[[ Task inputs, beginning ]]
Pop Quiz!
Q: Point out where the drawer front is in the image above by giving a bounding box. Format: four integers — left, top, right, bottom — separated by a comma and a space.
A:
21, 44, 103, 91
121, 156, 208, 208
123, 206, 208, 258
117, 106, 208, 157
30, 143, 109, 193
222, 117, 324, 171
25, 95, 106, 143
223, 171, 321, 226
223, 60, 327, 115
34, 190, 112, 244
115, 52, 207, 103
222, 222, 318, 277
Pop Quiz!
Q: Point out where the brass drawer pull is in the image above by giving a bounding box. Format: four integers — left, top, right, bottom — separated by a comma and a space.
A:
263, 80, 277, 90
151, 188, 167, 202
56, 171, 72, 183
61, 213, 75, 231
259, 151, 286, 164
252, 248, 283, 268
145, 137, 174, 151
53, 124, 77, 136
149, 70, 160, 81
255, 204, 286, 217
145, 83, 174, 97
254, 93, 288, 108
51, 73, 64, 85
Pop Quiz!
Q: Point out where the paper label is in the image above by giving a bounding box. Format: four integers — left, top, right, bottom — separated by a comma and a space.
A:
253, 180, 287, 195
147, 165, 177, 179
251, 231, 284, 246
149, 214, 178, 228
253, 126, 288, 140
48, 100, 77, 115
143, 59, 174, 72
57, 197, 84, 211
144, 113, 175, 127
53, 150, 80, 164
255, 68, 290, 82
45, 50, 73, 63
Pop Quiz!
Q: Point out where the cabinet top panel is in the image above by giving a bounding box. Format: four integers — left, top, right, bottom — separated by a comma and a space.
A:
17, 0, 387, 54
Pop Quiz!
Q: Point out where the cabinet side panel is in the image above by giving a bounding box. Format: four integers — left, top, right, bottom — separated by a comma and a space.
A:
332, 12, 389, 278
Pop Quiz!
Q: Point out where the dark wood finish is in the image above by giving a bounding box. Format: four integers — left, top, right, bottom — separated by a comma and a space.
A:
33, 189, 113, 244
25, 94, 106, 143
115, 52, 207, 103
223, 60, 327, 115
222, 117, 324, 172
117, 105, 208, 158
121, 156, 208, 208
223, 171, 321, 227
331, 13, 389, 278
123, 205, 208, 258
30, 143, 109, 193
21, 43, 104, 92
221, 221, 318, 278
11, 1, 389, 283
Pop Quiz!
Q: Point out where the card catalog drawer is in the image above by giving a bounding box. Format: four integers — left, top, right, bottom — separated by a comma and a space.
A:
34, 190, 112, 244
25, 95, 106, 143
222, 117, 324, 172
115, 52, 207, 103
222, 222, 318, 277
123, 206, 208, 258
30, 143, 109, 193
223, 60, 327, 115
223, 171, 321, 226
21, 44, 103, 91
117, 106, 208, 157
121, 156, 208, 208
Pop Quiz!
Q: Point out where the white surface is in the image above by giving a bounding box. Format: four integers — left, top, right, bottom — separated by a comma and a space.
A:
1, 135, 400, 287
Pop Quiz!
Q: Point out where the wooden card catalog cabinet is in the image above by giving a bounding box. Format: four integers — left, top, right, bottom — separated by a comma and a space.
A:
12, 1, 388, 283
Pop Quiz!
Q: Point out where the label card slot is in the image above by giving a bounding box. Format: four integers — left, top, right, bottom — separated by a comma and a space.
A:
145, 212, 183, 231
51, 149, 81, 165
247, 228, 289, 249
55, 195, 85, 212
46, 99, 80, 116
[[ Task inputs, end ]]
Work to complete: Check each line of the entries above for the word "catalog". List the ones that have it.

Result:
Q: Point out where the card catalog drawer is in the image above by giving a bounding box. Format: four integers — left, top, right, bottom — separated by a comma and a space.
Q: Point out where the wooden card catalog cabinet is in the image above by giving a bounding box. Format: four integers — left, top, right, bottom — separated by a comma and a space.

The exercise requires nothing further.